◆ Given problem ◆
Rewrite the rows from the line containing "grass in the photo above." through the last row, keeping the requests and raising every coordinate in the answers by 142.

(Rows from a pointing dataset)
+--

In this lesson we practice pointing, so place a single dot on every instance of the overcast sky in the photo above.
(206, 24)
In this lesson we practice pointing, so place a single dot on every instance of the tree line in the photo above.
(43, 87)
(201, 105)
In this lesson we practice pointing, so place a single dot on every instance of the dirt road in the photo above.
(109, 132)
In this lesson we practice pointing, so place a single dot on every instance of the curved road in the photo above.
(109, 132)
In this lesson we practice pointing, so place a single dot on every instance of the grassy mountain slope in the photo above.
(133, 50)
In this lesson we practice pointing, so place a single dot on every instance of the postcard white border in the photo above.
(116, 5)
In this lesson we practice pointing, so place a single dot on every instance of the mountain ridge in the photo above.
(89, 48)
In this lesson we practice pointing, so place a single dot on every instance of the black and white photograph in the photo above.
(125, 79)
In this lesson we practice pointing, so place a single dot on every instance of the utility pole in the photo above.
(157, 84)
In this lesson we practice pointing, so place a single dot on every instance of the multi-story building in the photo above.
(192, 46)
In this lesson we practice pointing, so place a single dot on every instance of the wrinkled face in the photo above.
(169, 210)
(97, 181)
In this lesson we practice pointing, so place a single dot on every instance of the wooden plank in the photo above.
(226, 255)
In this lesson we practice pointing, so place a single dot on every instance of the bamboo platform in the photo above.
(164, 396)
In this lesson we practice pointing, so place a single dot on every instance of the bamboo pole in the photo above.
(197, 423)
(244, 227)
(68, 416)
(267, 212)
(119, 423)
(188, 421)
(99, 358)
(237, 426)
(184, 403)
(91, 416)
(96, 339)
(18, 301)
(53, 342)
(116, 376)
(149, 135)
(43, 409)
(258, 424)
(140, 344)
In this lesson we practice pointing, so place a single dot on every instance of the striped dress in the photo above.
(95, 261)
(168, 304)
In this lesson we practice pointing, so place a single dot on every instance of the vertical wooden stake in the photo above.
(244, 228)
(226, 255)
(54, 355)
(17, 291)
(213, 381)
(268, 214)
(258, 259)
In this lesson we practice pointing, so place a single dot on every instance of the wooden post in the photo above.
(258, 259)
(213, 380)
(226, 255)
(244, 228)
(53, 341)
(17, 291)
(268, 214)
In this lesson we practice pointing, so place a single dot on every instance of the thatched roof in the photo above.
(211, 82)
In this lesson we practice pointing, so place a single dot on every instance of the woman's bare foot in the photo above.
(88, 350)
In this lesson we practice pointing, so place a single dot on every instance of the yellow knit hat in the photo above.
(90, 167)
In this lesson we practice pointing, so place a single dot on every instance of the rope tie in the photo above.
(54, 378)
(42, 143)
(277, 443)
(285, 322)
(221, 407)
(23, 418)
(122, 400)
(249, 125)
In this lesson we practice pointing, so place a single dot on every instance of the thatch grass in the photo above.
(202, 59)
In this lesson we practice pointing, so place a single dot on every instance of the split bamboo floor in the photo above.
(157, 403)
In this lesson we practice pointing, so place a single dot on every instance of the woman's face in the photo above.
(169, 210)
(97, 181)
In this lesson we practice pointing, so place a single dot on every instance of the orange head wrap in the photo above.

+--

◆ Reply ◆
In this lesson we practice pointing, so place a single dot on every instance of the thatch grass in the photo above.
(344, 201)
In this lesson we practice pointing, so place a single dot on every instance of the split bamboo floor in the photo above.
(299, 545)
In this lesson we practice pointing, so place a single dot on every instance of the woman's face in the photo above.
(311, 352)
(239, 323)
In this lesson we practice pointing, so place a single dot on every instance of the orange head wrap in the photo above.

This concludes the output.